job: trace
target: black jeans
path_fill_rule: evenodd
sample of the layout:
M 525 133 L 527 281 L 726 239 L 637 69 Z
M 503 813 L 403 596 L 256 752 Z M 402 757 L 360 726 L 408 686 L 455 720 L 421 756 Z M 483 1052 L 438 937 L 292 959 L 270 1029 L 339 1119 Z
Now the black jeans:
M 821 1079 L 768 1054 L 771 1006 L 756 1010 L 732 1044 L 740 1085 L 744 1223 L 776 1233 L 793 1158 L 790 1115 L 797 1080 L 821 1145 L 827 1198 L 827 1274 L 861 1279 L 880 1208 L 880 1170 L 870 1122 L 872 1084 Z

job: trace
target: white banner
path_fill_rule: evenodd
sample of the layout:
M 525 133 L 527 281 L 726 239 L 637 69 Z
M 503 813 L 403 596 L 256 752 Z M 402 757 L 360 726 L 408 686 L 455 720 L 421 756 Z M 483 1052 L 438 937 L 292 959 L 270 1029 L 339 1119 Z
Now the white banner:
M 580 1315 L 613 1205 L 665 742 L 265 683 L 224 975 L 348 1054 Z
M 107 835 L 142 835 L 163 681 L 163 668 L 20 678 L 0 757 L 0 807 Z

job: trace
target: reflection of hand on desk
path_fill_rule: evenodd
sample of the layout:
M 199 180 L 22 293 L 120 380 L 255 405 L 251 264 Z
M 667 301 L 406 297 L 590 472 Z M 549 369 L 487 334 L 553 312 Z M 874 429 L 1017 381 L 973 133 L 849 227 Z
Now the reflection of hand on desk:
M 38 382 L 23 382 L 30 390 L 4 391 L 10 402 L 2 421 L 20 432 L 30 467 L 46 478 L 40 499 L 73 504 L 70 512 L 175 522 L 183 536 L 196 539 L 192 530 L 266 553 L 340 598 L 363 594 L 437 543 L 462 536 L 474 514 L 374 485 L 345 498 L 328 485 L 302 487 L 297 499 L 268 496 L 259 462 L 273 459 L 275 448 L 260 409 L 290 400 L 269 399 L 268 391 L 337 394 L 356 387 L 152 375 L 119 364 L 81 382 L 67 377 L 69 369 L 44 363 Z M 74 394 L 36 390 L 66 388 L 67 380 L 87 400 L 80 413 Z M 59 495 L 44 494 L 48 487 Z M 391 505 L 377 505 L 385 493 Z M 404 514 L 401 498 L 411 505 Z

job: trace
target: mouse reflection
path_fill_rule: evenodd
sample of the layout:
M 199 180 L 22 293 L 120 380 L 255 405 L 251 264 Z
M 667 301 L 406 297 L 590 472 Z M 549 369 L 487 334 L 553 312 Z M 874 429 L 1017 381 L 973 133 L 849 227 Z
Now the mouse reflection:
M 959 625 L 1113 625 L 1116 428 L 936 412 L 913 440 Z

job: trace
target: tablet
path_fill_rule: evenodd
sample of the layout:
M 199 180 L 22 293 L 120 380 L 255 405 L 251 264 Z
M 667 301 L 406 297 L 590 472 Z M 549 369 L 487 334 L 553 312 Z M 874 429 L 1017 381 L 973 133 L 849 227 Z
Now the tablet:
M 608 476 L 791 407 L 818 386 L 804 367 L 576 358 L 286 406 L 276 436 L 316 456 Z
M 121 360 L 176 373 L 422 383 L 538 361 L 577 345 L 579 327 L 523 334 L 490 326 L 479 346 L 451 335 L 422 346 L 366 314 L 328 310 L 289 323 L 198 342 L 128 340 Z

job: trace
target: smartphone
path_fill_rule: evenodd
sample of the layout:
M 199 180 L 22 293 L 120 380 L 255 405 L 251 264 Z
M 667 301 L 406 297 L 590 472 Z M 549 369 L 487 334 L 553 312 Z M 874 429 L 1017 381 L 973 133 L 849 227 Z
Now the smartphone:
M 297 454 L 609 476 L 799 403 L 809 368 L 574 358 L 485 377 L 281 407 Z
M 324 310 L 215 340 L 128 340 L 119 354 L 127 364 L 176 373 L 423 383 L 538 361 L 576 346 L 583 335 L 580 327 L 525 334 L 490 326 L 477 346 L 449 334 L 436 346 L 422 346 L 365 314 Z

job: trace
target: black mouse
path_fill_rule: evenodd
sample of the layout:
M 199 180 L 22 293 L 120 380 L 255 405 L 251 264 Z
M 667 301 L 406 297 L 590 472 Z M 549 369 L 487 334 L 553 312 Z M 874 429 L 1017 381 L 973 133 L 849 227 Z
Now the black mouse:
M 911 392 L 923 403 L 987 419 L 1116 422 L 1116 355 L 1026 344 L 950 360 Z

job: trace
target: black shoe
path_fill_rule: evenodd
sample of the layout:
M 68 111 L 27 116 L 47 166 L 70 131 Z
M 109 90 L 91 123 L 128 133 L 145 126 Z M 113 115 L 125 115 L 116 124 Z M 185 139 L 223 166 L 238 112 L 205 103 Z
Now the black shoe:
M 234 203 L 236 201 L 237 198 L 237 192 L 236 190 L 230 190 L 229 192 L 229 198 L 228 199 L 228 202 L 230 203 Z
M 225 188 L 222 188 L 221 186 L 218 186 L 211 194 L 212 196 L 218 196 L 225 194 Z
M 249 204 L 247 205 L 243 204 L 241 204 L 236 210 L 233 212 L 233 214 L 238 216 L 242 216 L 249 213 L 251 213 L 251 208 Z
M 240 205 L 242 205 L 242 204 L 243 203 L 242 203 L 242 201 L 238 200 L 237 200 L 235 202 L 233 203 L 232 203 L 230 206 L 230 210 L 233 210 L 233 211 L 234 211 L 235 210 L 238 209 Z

_TASK TO COMPLETE_
Format the records above as a JSON list of strings, one string per line, from the first line up to and including the line with "M 959 625 L". Leave out blank lines.

_WRITTEN RESPONSE_
[
  "job: trace",
  "target: black jeans",
  "path_fill_rule: evenodd",
  "sample of the layout:",
  "M 525 133 L 527 281 L 726 239 L 637 69 Z",
  "M 503 813 L 403 596 L 256 752 Z M 402 757 L 360 726 L 408 686 L 455 720 L 421 756 Z M 483 1052 L 438 937 L 292 959 L 270 1029 L 339 1119 Z",
  "Now the black jeans:",
  "M 821 1079 L 768 1054 L 771 1006 L 756 1010 L 732 1044 L 740 1085 L 744 1223 L 776 1233 L 793 1158 L 790 1115 L 797 1080 L 821 1145 L 827 1198 L 827 1274 L 861 1279 L 880 1208 L 880 1170 L 870 1122 L 872 1084 Z",
  "job: trace",
  "target: white banner",
  "path_fill_rule: evenodd",
  "sample of the layout:",
  "M 525 133 L 527 281 L 726 239 L 637 69 Z",
  "M 503 813 L 403 596 L 256 752 Z M 402 757 L 360 726 L 408 686 L 455 720 L 421 756 Z M 483 1052 L 438 937 L 292 959 L 270 1029 L 339 1119 Z",
  "Now the white banner:",
  "M 580 1315 L 613 1205 L 665 742 L 265 683 L 224 975 L 348 1054 Z",
  "M 107 835 L 142 835 L 163 681 L 163 668 L 20 678 L 0 757 L 0 807 Z",
  "job: trace",
  "target: reflection of hand on desk",
  "path_fill_rule: evenodd",
  "sample of the layout:",
  "M 199 180 L 22 293 L 120 380 L 255 405 L 251 264 Z",
  "M 667 301 L 406 297 L 590 472 Z M 549 369 L 487 334 L 553 312 Z M 874 429 L 1017 381 L 973 133 L 849 227 Z",
  "Now the reflection of hand on desk:",
  "M 38 382 L 23 382 L 30 390 L 4 391 L 10 402 L 2 421 L 20 432 L 30 467 L 46 478 L 40 499 L 73 504 L 70 512 L 175 522 L 183 536 L 196 539 L 192 530 L 266 553 L 340 598 L 363 594 L 437 543 L 462 536 L 474 514 L 374 485 L 345 498 L 328 485 L 302 487 L 297 499 L 268 496 L 259 462 L 273 459 L 275 448 L 260 409 L 290 400 L 269 399 L 268 391 L 337 394 L 356 387 L 152 375 L 119 364 L 81 382 L 67 377 L 69 369 L 44 363 Z M 74 394 L 36 390 L 66 388 L 67 380 L 87 400 L 80 413 Z M 59 495 L 44 494 L 48 487 Z M 391 505 L 377 505 L 385 493 Z M 404 514 L 401 498 L 411 505 Z",
  "job: trace",
  "target: mouse reflection",
  "path_fill_rule: evenodd",
  "sample of the layout:",
  "M 199 180 L 22 293 L 120 380 L 255 405 L 251 264 Z",
  "M 667 301 L 406 297 L 590 472 Z M 549 369 L 487 334 L 553 312 Z M 874 429 L 1017 381 L 973 133 L 849 227 Z",
  "Now the mouse reflection:",
  "M 959 625 L 1113 625 L 1116 428 L 936 412 L 913 440 Z"
]